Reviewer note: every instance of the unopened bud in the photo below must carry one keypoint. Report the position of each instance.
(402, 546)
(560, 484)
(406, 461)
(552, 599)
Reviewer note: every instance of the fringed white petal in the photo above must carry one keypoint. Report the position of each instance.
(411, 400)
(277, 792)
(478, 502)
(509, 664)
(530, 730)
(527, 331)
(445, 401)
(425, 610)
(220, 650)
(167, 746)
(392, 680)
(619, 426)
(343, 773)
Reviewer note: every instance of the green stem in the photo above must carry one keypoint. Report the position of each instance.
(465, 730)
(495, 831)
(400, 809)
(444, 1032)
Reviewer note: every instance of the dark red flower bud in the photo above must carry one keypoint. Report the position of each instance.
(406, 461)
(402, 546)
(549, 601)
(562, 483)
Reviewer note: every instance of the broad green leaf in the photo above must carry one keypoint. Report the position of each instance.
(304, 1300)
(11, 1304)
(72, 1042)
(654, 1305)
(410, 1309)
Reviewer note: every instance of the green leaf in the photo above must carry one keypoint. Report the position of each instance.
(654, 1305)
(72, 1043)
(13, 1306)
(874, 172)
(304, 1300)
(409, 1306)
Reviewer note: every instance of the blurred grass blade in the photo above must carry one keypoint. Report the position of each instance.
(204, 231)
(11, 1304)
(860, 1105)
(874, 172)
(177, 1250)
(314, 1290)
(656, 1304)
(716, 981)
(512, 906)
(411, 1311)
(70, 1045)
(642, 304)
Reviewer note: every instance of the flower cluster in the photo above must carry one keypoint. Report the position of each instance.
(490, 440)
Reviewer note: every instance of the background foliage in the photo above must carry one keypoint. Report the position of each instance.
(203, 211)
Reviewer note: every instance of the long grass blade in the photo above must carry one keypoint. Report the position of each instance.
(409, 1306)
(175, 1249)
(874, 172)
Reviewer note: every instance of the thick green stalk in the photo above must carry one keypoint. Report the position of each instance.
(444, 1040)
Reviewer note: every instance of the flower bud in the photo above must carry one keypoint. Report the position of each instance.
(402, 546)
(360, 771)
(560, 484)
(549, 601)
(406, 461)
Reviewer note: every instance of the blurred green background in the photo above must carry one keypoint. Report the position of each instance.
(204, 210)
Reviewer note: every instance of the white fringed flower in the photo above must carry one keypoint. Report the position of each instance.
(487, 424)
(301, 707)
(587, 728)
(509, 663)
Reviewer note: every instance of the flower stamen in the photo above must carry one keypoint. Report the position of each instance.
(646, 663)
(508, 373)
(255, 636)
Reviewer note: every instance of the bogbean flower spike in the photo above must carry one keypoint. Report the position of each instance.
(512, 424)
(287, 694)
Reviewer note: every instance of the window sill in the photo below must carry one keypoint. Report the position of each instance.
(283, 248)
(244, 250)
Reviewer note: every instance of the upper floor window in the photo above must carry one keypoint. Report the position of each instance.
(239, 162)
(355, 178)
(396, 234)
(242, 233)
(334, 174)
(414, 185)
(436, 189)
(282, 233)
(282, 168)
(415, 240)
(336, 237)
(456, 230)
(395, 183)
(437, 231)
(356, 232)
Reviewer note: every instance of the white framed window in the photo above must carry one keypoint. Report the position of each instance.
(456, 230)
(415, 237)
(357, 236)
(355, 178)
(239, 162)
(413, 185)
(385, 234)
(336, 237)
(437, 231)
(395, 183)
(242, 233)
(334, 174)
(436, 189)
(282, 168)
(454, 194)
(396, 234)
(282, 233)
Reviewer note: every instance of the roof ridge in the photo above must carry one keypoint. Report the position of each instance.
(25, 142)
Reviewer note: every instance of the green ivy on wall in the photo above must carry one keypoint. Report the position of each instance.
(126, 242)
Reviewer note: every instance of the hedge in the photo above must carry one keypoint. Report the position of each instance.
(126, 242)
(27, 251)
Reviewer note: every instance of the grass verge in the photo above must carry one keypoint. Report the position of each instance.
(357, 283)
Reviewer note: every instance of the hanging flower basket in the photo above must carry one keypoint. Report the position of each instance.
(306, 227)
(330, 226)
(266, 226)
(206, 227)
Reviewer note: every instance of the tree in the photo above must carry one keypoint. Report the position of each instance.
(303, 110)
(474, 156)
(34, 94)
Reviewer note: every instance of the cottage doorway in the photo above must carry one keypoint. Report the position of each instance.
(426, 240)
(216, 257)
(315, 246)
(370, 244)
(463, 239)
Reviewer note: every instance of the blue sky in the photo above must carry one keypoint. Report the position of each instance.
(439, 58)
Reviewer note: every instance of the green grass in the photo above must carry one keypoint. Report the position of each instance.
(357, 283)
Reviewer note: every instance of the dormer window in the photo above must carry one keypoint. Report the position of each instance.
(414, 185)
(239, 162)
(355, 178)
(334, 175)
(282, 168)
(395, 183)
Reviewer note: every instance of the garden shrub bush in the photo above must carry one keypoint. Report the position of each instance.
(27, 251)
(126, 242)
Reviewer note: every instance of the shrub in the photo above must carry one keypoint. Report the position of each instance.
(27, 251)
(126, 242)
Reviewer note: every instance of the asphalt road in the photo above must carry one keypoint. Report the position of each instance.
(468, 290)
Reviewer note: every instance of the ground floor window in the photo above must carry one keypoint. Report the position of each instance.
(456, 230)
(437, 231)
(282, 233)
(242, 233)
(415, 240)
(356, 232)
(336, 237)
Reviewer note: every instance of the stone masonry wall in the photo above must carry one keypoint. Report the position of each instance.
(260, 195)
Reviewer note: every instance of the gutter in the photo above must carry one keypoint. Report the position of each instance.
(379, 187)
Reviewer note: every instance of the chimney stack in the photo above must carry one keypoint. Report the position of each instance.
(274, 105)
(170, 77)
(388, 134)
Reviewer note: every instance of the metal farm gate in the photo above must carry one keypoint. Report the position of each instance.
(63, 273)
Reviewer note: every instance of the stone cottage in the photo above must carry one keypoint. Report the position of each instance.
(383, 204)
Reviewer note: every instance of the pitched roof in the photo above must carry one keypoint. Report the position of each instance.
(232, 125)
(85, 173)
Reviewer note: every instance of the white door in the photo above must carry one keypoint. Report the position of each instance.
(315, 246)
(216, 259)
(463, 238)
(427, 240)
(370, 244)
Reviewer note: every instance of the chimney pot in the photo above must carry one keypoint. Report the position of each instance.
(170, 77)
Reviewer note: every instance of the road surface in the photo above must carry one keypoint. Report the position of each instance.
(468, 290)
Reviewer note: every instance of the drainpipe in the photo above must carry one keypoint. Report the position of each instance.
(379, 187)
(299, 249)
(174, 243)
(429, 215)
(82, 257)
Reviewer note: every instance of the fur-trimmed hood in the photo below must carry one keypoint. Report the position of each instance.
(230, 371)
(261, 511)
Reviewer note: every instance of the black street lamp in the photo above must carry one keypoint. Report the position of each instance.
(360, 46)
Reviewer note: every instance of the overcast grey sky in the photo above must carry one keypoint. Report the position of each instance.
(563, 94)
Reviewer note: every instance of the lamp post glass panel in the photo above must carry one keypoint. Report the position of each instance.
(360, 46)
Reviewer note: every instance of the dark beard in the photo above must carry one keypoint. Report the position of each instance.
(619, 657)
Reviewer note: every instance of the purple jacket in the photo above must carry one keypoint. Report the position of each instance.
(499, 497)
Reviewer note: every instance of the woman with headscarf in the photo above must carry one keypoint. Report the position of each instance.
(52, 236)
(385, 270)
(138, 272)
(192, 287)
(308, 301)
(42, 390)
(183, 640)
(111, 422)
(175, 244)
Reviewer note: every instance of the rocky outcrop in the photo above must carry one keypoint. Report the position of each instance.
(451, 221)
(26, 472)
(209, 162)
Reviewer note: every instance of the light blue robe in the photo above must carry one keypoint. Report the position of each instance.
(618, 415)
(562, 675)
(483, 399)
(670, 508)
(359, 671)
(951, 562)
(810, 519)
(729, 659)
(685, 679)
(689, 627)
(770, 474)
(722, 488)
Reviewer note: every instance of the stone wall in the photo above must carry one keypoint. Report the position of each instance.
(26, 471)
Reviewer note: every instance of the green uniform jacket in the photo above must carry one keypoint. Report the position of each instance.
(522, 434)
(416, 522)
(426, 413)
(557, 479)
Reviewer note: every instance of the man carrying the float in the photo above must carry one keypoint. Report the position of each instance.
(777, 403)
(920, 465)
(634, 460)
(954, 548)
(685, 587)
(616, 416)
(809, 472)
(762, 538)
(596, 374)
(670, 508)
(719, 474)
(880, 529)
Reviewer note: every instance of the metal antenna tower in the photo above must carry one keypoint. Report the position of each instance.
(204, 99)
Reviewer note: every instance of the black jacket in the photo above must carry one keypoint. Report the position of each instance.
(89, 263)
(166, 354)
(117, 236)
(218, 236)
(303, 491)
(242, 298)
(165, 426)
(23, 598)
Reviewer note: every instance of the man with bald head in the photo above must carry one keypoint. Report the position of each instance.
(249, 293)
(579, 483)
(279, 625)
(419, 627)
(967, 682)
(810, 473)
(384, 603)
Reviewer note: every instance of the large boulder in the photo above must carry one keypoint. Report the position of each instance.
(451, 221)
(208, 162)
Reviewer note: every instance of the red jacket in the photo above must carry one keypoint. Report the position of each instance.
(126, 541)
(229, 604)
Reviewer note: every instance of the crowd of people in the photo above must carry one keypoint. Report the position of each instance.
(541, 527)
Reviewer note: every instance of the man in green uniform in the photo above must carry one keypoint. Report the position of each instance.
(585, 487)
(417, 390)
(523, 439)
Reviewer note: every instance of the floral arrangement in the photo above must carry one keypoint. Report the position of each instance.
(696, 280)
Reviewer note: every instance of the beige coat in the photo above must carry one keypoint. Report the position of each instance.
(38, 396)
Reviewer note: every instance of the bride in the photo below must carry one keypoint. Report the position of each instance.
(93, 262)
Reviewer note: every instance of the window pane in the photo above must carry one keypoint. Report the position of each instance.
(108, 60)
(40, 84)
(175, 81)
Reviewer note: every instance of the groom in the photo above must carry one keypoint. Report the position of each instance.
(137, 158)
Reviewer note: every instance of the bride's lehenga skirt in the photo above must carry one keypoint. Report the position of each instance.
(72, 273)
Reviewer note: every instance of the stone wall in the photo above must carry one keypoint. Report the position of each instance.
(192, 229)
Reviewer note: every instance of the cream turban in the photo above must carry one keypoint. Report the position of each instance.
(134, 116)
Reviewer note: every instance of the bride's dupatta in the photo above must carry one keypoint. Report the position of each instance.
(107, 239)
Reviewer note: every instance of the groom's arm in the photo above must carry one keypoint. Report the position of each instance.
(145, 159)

WRITTEN REQUEST =>
Rewrite the data starting at its first line and ending at the line containing "(444, 1040)", swapping every "keypoint" for "marker" and leaving everything else unchanged.

COMPLETED EXERCISE =>
Reviewer note: every instance of the unopened bud in the photo below must carry one marker. Report the position of each instance.
(402, 546)
(560, 484)
(406, 461)
(552, 599)
Reviewer note: every instance of the fringed white petal in the photo above must carry one marker. Report the position of each instance.
(411, 400)
(277, 792)
(478, 502)
(509, 664)
(530, 730)
(527, 331)
(445, 401)
(425, 610)
(220, 650)
(167, 746)
(392, 680)
(619, 426)
(343, 773)
Reviewer note: every instance of the green stem in the photo above must carry one marker. Report the position of each instance.
(465, 730)
(495, 831)
(400, 809)
(444, 1032)
Reviewer note: every instance of the dark red flower bud in the photo above must carry one marker. Report the position of each instance.
(406, 461)
(402, 546)
(549, 601)
(562, 483)
Reviewer note: every instance of the broad green leaf in the photo above must carry one marker. Report the position of each instance.
(304, 1300)
(11, 1304)
(72, 1042)
(654, 1305)
(410, 1309)
Reviewer note: every instance of the green leaf in the photo above must carry one marker. Report the position of each instance.
(654, 1305)
(72, 1043)
(13, 1306)
(874, 172)
(304, 1300)
(409, 1306)
Reviewer note: every instance of the blurred grass blade in the photo above must carry one marker. Report the position of each instance.
(204, 231)
(11, 1304)
(860, 1105)
(874, 172)
(177, 1250)
(314, 1290)
(656, 1304)
(716, 981)
(512, 906)
(411, 1311)
(70, 1045)
(642, 304)
Reviewer note: every instance of the flower cluster in the photo above must carry one marker. Report the position of each instance.
(490, 440)
Reviewer note: every instance of the background foliage in the photo above must carry one marker. Report the position of each instance.
(203, 211)
Reviewer note: every instance of the long grass blade in the photo above must carry one marker. Report the position of each instance.
(409, 1306)
(175, 1249)
(874, 172)
Reviewer note: every instance of the thick green stalk in the photo above must carry one marker. Report the position of each instance.
(444, 1040)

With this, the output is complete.